===== Listed records

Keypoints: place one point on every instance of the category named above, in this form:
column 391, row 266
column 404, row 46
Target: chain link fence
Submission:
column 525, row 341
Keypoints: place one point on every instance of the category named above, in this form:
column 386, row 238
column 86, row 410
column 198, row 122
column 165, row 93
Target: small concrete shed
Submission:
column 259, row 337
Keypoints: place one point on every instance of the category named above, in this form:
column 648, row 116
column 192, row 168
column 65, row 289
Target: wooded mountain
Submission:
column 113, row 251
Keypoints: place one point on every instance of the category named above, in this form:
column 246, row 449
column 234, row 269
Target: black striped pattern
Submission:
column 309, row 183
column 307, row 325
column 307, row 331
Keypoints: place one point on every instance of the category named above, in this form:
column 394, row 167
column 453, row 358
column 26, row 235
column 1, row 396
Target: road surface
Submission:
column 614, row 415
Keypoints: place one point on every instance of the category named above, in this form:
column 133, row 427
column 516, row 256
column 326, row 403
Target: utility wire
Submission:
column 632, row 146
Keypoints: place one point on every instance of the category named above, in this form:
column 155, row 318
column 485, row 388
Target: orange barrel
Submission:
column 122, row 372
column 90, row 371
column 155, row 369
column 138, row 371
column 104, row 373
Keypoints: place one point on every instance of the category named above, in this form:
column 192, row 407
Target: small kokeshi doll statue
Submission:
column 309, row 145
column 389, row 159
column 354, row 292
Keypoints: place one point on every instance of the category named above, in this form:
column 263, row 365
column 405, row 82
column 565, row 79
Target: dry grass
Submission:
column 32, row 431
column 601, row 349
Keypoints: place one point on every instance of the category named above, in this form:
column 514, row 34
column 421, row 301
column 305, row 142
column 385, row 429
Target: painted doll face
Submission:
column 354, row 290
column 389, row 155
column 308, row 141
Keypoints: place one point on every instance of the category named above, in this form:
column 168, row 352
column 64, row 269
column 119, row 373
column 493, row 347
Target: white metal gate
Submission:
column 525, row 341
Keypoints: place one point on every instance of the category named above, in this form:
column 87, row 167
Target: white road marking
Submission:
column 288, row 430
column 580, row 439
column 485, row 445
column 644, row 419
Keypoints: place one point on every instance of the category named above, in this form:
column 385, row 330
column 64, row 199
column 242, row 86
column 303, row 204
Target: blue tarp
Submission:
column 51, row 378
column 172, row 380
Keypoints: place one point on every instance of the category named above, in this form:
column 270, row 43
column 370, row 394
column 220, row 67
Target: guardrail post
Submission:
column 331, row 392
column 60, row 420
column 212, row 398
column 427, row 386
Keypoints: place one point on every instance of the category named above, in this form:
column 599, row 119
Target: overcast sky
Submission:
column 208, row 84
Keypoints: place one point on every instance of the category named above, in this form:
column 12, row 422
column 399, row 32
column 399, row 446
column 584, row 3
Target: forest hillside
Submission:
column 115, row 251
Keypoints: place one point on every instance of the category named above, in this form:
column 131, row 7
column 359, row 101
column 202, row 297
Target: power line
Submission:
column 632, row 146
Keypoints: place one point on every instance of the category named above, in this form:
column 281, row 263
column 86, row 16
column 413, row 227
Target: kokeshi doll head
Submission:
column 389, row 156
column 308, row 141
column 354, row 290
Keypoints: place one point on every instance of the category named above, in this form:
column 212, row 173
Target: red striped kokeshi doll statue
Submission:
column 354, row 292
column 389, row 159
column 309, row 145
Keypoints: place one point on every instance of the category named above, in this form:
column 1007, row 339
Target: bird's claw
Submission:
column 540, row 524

==========

*Exercise details:* Quote the lines above word for word, starting with the first line and ending with the line that contains "column 113, row 251". Include both of those lines.

*Answer to this task:*
Keypoints: place one point on every instance of the category named above, in this form:
column 391, row 266
column 404, row 46
Target: chain link fence
Submission:
column 525, row 341
Keypoints: place one point on every instance of the category named above, in this form:
column 386, row 238
column 86, row 410
column 198, row 122
column 165, row 93
Target: small concrete shed
Submission:
column 259, row 337
Keypoints: place one point on every instance of the category named above, in this form:
column 648, row 116
column 192, row 168
column 65, row 289
Target: wooded mountain
Submission:
column 113, row 251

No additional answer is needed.